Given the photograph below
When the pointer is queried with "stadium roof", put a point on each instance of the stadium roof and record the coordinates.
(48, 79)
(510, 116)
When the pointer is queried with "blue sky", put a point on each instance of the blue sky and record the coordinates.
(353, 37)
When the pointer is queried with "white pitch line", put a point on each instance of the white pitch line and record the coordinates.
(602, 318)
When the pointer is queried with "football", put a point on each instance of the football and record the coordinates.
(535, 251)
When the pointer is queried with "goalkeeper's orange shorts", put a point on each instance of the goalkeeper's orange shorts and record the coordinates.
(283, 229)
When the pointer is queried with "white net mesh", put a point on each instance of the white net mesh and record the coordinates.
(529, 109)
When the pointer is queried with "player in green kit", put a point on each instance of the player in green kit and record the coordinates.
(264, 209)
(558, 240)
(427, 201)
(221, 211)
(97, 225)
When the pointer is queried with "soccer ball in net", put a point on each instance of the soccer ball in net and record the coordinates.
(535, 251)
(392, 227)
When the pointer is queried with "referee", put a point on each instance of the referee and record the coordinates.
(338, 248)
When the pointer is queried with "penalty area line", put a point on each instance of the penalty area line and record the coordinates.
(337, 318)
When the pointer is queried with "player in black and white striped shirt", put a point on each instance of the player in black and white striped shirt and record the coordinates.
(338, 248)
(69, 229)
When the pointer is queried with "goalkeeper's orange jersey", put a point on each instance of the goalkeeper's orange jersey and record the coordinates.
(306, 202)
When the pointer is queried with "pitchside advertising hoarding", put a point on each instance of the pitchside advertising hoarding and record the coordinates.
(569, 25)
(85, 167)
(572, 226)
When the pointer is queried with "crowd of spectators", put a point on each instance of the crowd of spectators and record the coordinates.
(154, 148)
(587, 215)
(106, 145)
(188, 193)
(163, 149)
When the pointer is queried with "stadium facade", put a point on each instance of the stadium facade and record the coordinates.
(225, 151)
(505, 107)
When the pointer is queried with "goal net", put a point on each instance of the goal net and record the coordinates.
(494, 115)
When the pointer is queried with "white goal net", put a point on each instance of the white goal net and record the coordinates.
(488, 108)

(WHAT THE TASK REQUIRES): Print every line from the one that contains "shirt and record the coordinates." to the end of the records, exactly as written, and nothing more.

(ANSWER SECTION):
When the pointer is queried with "player in black and white striped shirt", put a point on each instance of the player in black and white striped shirt and record the coordinates.
(338, 248)
(69, 229)
When the pointer is queried with "goalkeeper's orange jersey", put a point on each instance of the goalkeeper's orange jersey and record the coordinates.
(306, 202)
When the pointer is queried with "pitchside advertising hoarding", put a point on each instance of the pitchside advertising hoarding and record the coordinates.
(569, 25)
(85, 167)
(572, 226)
When the pointer is queried with "crowd of spectators", put a point on each instance of the crowd of spectators and record the coordinates.
(154, 148)
(587, 215)
(106, 145)
(188, 193)
(163, 149)
When the pointer is queried with "stadium facade", put a point on each instance of the stadium facade and record the coordinates.
(225, 151)
(505, 107)
When the pointer is queried with "goal net", put a point on each instance of the goal net and record the coordinates.
(494, 115)
When the pointer is queried with "white goal net", put a point on each instance of the white goal net and record the coordinates.
(488, 108)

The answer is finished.